Provided information >>
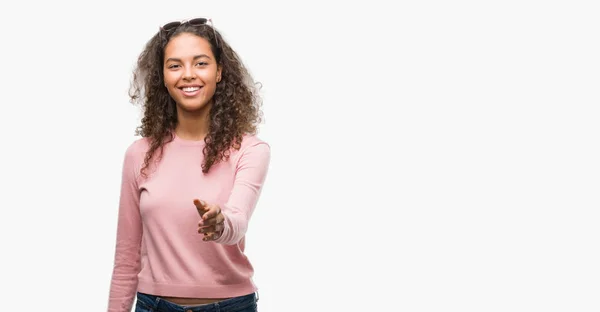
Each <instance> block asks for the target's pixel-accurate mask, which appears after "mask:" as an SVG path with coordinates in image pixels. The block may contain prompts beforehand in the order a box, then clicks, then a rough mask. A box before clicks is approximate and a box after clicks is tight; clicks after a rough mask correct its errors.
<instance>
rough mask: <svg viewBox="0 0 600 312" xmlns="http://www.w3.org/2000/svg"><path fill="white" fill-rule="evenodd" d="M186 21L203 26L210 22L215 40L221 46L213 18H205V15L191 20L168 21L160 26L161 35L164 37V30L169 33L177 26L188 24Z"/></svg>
mask: <svg viewBox="0 0 600 312" xmlns="http://www.w3.org/2000/svg"><path fill="white" fill-rule="evenodd" d="M186 23H187V24H190V25H192V26H202V25H207V24H210V27H211V28H212V29H213V33H214V34H215V42H216V43H217V46H219V40H218V39H217V31H216V30H215V27H214V25H213V23H212V19H210V18H205V17H198V18H192V19H189V20H183V21H174V22H169V23H166V24H164V25H163V26H161V27H160V34H161V37H162V34H163V32H164V33H169V32H170V31H172V30H174V29H176V28H177V27H179V26H181V25H183V24H186Z"/></svg>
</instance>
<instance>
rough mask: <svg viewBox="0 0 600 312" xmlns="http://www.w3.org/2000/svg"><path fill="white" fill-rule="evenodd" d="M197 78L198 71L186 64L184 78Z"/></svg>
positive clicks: (185, 78) (192, 79)
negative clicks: (188, 65)
mask: <svg viewBox="0 0 600 312" xmlns="http://www.w3.org/2000/svg"><path fill="white" fill-rule="evenodd" d="M195 78H196V73H195V72H194V69H193V68H191V67H189V66H186V67H185V70H184V72H183V79H184V80H194V79H195Z"/></svg>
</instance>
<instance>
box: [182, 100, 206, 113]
mask: <svg viewBox="0 0 600 312" xmlns="http://www.w3.org/2000/svg"><path fill="white" fill-rule="evenodd" d="M178 106H179V107H180V108H181V109H183V110H184V111H186V112H190V113H191V112H198V111H202V110H204V109H206V108H207V107H209V106H210V104H208V103H185V102H184V103H182V104H180V105H178Z"/></svg>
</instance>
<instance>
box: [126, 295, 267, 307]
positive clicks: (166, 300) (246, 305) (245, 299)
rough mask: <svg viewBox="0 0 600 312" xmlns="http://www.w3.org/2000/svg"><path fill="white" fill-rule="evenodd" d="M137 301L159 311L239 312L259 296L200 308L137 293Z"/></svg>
mask: <svg viewBox="0 0 600 312" xmlns="http://www.w3.org/2000/svg"><path fill="white" fill-rule="evenodd" d="M137 300H138V301H139V302H140V303H141V304H142V305H145V306H146V307H148V308H152V309H153V310H158V311H168V312H212V311H227V310H238V309H242V308H245V307H249V306H251V305H254V304H256V302H257V301H258V296H257V294H256V293H251V294H248V295H244V296H239V297H234V298H229V299H224V300H221V301H217V302H213V303H209V304H204V305H200V306H197V305H196V306H193V305H192V306H182V305H178V304H175V303H173V302H170V301H167V300H164V299H162V298H160V297H158V296H155V295H151V294H145V293H140V292H138V293H137Z"/></svg>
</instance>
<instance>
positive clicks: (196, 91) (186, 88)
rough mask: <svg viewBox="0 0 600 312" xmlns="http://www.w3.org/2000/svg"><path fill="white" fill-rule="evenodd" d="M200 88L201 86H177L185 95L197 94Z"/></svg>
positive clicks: (199, 92) (191, 94)
mask: <svg viewBox="0 0 600 312" xmlns="http://www.w3.org/2000/svg"><path fill="white" fill-rule="evenodd" d="M200 89H202V86H185V87H180V88H179V90H181V93H182V94H183V95H184V96H187V97H191V96H196V95H198V93H200Z"/></svg>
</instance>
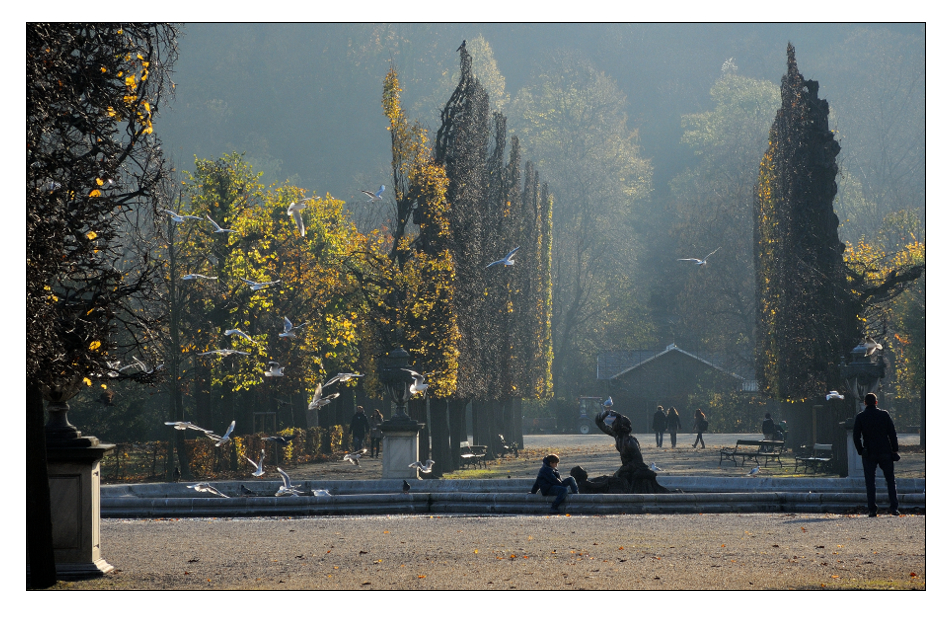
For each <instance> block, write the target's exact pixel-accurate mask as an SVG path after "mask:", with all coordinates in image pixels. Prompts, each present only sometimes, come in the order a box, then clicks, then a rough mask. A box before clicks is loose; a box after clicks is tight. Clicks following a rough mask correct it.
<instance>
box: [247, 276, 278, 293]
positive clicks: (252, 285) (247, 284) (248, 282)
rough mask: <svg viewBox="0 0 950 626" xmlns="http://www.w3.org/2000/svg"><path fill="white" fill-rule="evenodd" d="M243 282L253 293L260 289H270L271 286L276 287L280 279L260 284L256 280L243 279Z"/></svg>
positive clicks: (262, 282) (267, 281)
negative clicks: (250, 289) (258, 289)
mask: <svg viewBox="0 0 950 626" xmlns="http://www.w3.org/2000/svg"><path fill="white" fill-rule="evenodd" d="M241 280H243V281H244V283H245V284H247V285H248V286H249V287H250V288H251V291H257V290H258V289H263V288H265V287H270V286H271V285H276V284H277V283H279V282H280V279H279V278H278V279H277V280H271V281H266V282H262V283H259V282H257V281H256V280H248V279H246V278H242V279H241Z"/></svg>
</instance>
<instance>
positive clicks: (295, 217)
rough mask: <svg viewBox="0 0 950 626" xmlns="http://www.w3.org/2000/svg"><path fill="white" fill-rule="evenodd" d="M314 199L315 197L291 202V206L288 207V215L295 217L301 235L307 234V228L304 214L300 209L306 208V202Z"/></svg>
mask: <svg viewBox="0 0 950 626" xmlns="http://www.w3.org/2000/svg"><path fill="white" fill-rule="evenodd" d="M312 199H313V198H304V199H303V200H298V201H297V202H291V203H290V206H289V207H287V215H290V216H291V217H293V218H294V222H296V223H297V231H298V232H300V236H301V237H304V236H306V234H307V228H306V227H305V226H304V225H303V216H302V215H301V214H300V211H301V210H302V209H303V208H304V204H305V203H307V202H309V201H310V200H312Z"/></svg>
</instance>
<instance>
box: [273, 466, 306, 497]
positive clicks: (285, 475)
mask: <svg viewBox="0 0 950 626" xmlns="http://www.w3.org/2000/svg"><path fill="white" fill-rule="evenodd" d="M277 473H278V474H280V478H281V480H283V481H284V484H283V485H281V486H280V487H279V488H278V489H277V493H276V494H274V495H277V496H299V495H301V494H303V493H304V492H303V491H299V489H300V485H291V484H290V476H288V475H287V472H285V471H284V470H282V469H280V468H279V467H278V468H277Z"/></svg>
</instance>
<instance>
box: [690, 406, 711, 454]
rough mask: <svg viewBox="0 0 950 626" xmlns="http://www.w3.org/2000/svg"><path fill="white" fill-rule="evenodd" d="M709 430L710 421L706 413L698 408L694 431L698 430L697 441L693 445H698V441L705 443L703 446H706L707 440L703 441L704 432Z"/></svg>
mask: <svg viewBox="0 0 950 626" xmlns="http://www.w3.org/2000/svg"><path fill="white" fill-rule="evenodd" d="M707 430H709V421H707V420H706V415H705V414H704V413H703V412H702V410H700V409H696V413H694V414H693V431H695V432H696V441H694V442H693V447H694V448H695V447H696V444H697V443H701V444H703V448H705V447H706V442H705V441H703V433H704V432H706V431H707Z"/></svg>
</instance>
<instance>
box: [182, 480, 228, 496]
mask: <svg viewBox="0 0 950 626" xmlns="http://www.w3.org/2000/svg"><path fill="white" fill-rule="evenodd" d="M188 488H189V489H194V490H195V491H197V492H200V493H213V494H215V495H217V496H221V497H222V498H227V497H228V496H226V495H224V494H223V493H221V492H220V491H218V490H217V489H215V488H214V487H212V486H211V485H209V484H208V483H198V484H197V485H188Z"/></svg>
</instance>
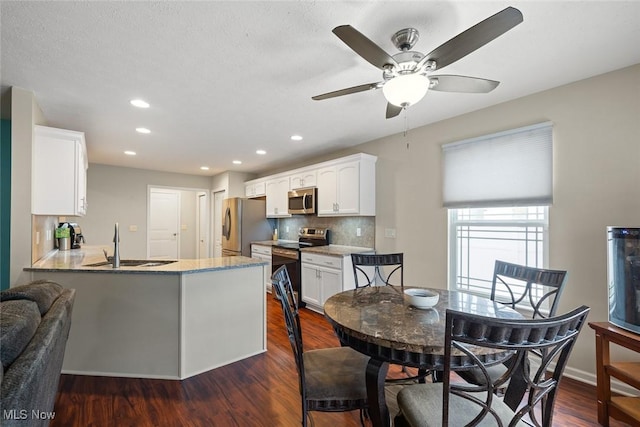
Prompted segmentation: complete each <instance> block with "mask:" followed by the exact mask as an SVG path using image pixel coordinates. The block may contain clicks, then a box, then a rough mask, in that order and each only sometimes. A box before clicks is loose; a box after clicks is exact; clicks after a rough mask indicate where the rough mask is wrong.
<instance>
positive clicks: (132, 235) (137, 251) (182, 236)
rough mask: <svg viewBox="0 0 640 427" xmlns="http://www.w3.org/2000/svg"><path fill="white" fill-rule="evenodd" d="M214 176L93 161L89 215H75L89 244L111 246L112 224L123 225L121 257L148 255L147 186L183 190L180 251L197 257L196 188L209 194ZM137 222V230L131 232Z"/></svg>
mask: <svg viewBox="0 0 640 427" xmlns="http://www.w3.org/2000/svg"><path fill="white" fill-rule="evenodd" d="M210 182H211V178H210V177H207V176H196V175H184V174H177V173H168V172H158V171H150V170H145V169H133V168H123V167H118V166H108V165H99V164H94V163H90V164H89V169H88V176H87V183H88V184H87V188H88V190H87V201H88V208H87V214H86V215H85V216H84V217H81V218H74V220H75V221H76V222H78V224H80V226H81V227H82V232H83V234H84V236H85V239H86V241H87V244H88V245H112V244H113V243H111V242H112V241H113V225H114V224H115V223H116V222H118V223H119V224H120V243H121V246H120V256H121V257H122V258H144V257H146V256H147V200H148V192H149V190H148V188H149V186H151V187H170V188H176V189H181V190H183V191H182V193H181V197H180V200H181V205H182V206H181V224H182V225H185V226H186V230H182V232H181V244H180V254H181V257H183V258H195V254H196V252H195V251H196V249H195V240H196V238H195V231H196V226H195V221H196V220H195V210H196V208H195V207H196V204H195V203H196V202H195V198H196V190H202V191H206V192H207V193H209V185H210ZM132 225H135V226H137V227H138V231H135V232H134V231H129V227H130V226H132Z"/></svg>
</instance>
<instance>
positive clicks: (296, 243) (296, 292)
mask: <svg viewBox="0 0 640 427" xmlns="http://www.w3.org/2000/svg"><path fill="white" fill-rule="evenodd" d="M329 234H330V232H329V230H328V229H326V228H308V227H303V228H301V229H300V231H299V232H298V241H297V242H278V244H276V245H273V247H272V248H271V264H272V266H273V271H276V270H277V269H278V268H279V267H280V266H282V265H286V266H287V272H288V273H289V277H290V278H291V285H292V286H293V291H294V292H295V293H296V295H297V299H298V306H299V307H304V303H303V302H302V299H301V296H300V295H301V293H300V289H301V286H302V277H301V270H302V269H301V262H300V249H301V248H308V247H311V246H326V245H328V244H329ZM273 295H274V296H275V293H273Z"/></svg>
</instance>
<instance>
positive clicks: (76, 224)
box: [58, 222, 85, 249]
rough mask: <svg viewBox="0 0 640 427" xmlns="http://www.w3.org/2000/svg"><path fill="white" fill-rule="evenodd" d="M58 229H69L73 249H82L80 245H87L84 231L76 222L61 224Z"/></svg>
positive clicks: (69, 235)
mask: <svg viewBox="0 0 640 427" xmlns="http://www.w3.org/2000/svg"><path fill="white" fill-rule="evenodd" d="M58 227H61V228H69V237H70V240H71V249H80V244H81V243H85V241H84V236H83V235H82V229H81V228H80V226H79V225H78V224H77V223H75V222H61V223H60V224H59V225H58Z"/></svg>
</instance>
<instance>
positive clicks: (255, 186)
mask: <svg viewBox="0 0 640 427" xmlns="http://www.w3.org/2000/svg"><path fill="white" fill-rule="evenodd" d="M266 184H267V183H266V182H265V181H247V182H245V183H244V195H245V197H249V198H252V197H262V196H264V195H265V194H266V188H267V187H266Z"/></svg>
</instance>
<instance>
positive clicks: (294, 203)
mask: <svg viewBox="0 0 640 427" xmlns="http://www.w3.org/2000/svg"><path fill="white" fill-rule="evenodd" d="M316 194H317V192H316V188H315V187H313V188H299V189H297V190H293V191H289V213H290V214H302V215H310V214H315V213H316Z"/></svg>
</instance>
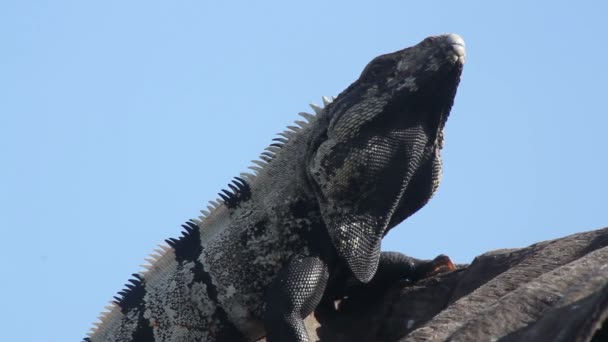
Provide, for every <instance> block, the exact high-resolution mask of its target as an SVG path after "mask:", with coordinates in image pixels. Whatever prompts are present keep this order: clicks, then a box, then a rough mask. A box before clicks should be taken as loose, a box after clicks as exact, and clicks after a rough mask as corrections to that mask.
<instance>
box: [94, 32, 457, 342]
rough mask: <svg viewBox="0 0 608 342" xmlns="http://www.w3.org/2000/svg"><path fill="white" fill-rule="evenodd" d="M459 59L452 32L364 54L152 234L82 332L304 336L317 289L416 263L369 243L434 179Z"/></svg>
mask: <svg viewBox="0 0 608 342" xmlns="http://www.w3.org/2000/svg"><path fill="white" fill-rule="evenodd" d="M463 63H464V42H463V40H462V39H461V38H460V37H459V36H457V35H453V34H450V35H443V36H435V37H429V38H427V39H425V40H424V41H422V42H421V43H419V44H417V45H415V46H413V47H410V48H407V49H404V50H400V51H397V52H394V53H391V54H387V55H382V56H379V57H377V58H375V59H374V60H372V61H371V62H370V63H369V64H368V66H367V67H366V68H365V70H364V71H363V73H362V74H361V76H360V77H359V78H358V79H357V81H355V82H354V83H353V84H352V85H350V86H349V87H348V88H347V89H346V90H345V91H343V92H342V93H341V94H340V95H339V96H337V97H336V98H335V99H334V100H333V101H332V100H330V99H329V98H324V100H323V101H324V105H325V107H324V108H320V107H317V106H313V109H314V111H315V114H314V115H313V114H307V113H301V115H302V116H303V117H304V118H305V120H306V121H296V124H297V125H298V126H293V127H289V129H288V130H286V131H285V132H283V133H281V134H280V136H279V137H278V138H276V139H274V140H275V142H274V143H273V144H271V145H270V146H269V147H268V148H267V149H266V150H265V151H264V152H263V153H262V155H261V156H260V159H259V160H257V161H254V164H255V165H254V166H253V167H252V169H253V170H254V173H253V174H247V173H246V174H241V176H240V177H237V178H235V179H234V181H233V183H231V184H229V188H230V190H223V192H222V193H220V198H221V200H218V201H212V202H211V204H210V206H209V207H208V209H207V210H203V211H202V214H203V215H202V216H201V217H199V218H198V219H196V220H191V221H189V222H187V223H186V224H185V225H184V226H183V227H184V232H183V235H182V236H181V237H180V238H177V239H169V240H167V241H166V245H161V246H160V248H159V250H157V252H156V254H154V255H152V256H151V258H150V259H148V262H149V264H148V265H147V266H146V270H145V271H144V272H142V273H140V274H135V275H134V278H133V279H132V280H131V281H130V284H127V289H125V290H124V291H122V292H120V293H119V296H118V297H115V298H116V300H115V301H114V302H113V303H112V304H111V305H110V307H108V310H109V311H108V312H106V313H104V314H102V317H101V322H100V323H99V324H98V326H97V327H96V328H95V329H93V331H92V332H91V333H90V336H89V337H88V338H87V339H86V340H89V341H119V342H126V341H239V340H243V341H253V340H256V339H258V338H260V337H263V336H265V335H267V338H268V340H269V341H273V340H275V341H286V340H297V341H307V340H308V339H307V335H306V331H305V330H304V326H303V323H302V319H303V318H304V317H306V316H307V315H308V314H310V313H311V312H312V311H313V310H314V309H315V308H316V307H317V305H318V304H319V302H320V301H321V299H322V298H323V296H324V295H325V297H326V298H330V297H331V298H330V299H332V298H334V297H340V296H341V295H343V293H344V292H343V291H342V290H341V289H343V288H344V287H345V286H346V284H352V283H361V284H363V283H368V282H370V280H372V278H374V276H376V278H378V277H380V274H381V273H382V270H383V267H382V265H385V264H387V262H385V261H386V260H389V259H390V260H389V261H391V260H396V259H399V261H403V262H402V263H400V265H401V266H400V267H397V268H396V269H397V270H398V272H395V271H394V268H391V274H396V275H397V276H396V277H401V276H413V274H415V272H416V268H417V266H418V265H419V264H420V263H419V262H418V261H416V260H415V259H411V258H407V257H404V256H403V257H399V256H395V254H391V255H388V254H387V255H384V254H381V253H380V243H381V239H382V237H383V236H384V235H385V234H386V233H387V232H388V230H389V229H390V228H392V227H394V226H395V225H396V224H398V223H399V222H401V221H402V220H404V219H405V218H407V217H408V216H410V215H411V214H412V213H414V212H415V211H417V210H418V209H420V208H421V207H422V206H424V204H426V202H427V201H428V200H429V199H430V198H431V196H432V195H433V193H434V192H435V190H436V189H437V186H438V185H439V181H440V174H441V159H440V150H441V147H442V143H443V128H444V125H445V122H446V120H447V117H448V114H449V111H450V109H451V107H452V103H453V99H454V96H455V94H456V88H457V86H458V82H459V79H460V73H461V71H462V66H463ZM387 258H388V259H387ZM395 258H396V259H395ZM402 259H403V260H402ZM378 265H381V267H380V269H378ZM376 278H374V279H376ZM372 283H373V281H372Z"/></svg>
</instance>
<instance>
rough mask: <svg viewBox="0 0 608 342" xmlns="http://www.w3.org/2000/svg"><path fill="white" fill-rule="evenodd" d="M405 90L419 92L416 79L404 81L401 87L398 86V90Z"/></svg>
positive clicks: (412, 77)
mask: <svg viewBox="0 0 608 342" xmlns="http://www.w3.org/2000/svg"><path fill="white" fill-rule="evenodd" d="M403 88H407V89H408V90H409V91H411V92H415V91H417V90H418V85H417V84H416V77H414V76H410V77H408V78H406V79H405V80H403V82H401V84H400V85H399V86H397V90H402V89H403Z"/></svg>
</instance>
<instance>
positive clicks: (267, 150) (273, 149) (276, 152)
mask: <svg viewBox="0 0 608 342" xmlns="http://www.w3.org/2000/svg"><path fill="white" fill-rule="evenodd" d="M265 150H266V151H270V152H271V153H277V152H279V151H280V150H281V148H280V147H276V146H273V145H270V146H268V147H266V148H265Z"/></svg>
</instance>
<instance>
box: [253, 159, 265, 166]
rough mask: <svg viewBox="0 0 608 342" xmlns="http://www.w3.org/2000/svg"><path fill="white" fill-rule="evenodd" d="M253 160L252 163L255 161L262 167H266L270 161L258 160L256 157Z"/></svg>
mask: <svg viewBox="0 0 608 342" xmlns="http://www.w3.org/2000/svg"><path fill="white" fill-rule="evenodd" d="M251 162H252V163H254V164H255V165H258V166H260V167H265V166H266V165H267V164H268V163H266V162H263V161H261V160H257V159H254V160H252V161H251Z"/></svg>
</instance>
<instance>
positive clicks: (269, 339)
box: [264, 256, 329, 342]
mask: <svg viewBox="0 0 608 342" xmlns="http://www.w3.org/2000/svg"><path fill="white" fill-rule="evenodd" d="M328 278H329V271H328V267H327V265H326V263H325V262H324V261H322V260H321V259H320V258H319V257H314V256H310V257H302V258H294V259H292V260H291V261H290V262H289V264H288V265H287V266H286V267H285V268H284V269H282V270H281V272H280V273H279V274H278V275H277V277H276V278H275V279H274V281H273V282H272V284H271V285H270V287H269V289H268V292H267V299H266V315H265V319H264V325H265V328H266V340H267V341H268V342H279V341H298V342H308V341H309V340H308V334H307V333H306V328H305V327H304V318H305V317H306V316H308V315H309V314H310V313H312V311H313V310H314V309H315V308H316V306H317V304H319V302H320V301H321V298H322V297H323V293H324V292H325V287H326V286H327V281H328Z"/></svg>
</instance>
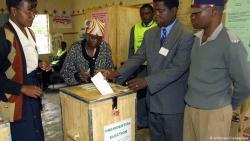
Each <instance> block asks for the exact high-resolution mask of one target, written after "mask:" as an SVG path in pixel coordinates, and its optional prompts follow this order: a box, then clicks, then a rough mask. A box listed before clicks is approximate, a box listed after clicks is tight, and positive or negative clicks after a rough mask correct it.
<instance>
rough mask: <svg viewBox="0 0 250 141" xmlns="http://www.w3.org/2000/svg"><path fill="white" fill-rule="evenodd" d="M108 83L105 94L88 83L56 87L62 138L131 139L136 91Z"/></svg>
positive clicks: (132, 129)
mask: <svg viewBox="0 0 250 141" xmlns="http://www.w3.org/2000/svg"><path fill="white" fill-rule="evenodd" d="M110 85H111V88H112V89H113V91H114V93H112V94H108V95H101V94H100V92H99V91H98V90H97V89H96V87H95V86H94V85H93V84H92V83H91V84H85V85H78V86H73V87H67V88H63V89H60V99H61V106H62V118H63V132H64V141H135V124H136V123H135V111H136V110H135V107H136V93H135V92H133V91H131V90H129V89H128V88H126V87H123V86H121V85H117V84H113V83H112V84H110Z"/></svg>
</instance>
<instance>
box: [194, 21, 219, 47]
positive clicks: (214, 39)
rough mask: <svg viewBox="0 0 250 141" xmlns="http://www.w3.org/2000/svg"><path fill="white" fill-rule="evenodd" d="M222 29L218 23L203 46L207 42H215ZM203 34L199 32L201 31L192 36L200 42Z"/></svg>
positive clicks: (197, 32)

Problem statement >> Using the data above, return each line that includes the word "target".

Finished exercise >>
Each <instance> block asks for the target's pixel-accurate mask, which appears after "mask:" as an SVG path with coordinates in image pixels. The block may contain prompts beforehand in the order a box, then clicks, then a rough mask. A box before clicks is approximate and a box after clicks is tight; clicks after a rough mask correct its errors.
For each <instance> block, write the target's exact pixel-accurate mask as an SVG path after "mask:", with all coordinates in image pixels. Prompts, each present only sometimes, come in the order a box, then clicks, then a rough mask. A box before clicks is loose; a box after clicks is tight. Clicks following a rough mask correct it.
Provide, for every <instance> block, the exact high-resolution mask of its target as an SVG path after "mask:", with coordinates in image pixels. Whatever prompts are present keep this order: clicks, then a box, then a rough mask. A box before clicks should be taken as loose, a box after clicks as exact, and clicks after a rough mask as corrections to that mask.
Each <instance> block asks for the exact high-resolution mask of one target, written after "mask:" as an SVG path in pixel coordinates, and its optional prompts follow this order: a box, then clicks, then a rough mask. A box listed before clicks is approximate, a box listed after clicks is tight, and positive or negative clicks after a rough mask correct it.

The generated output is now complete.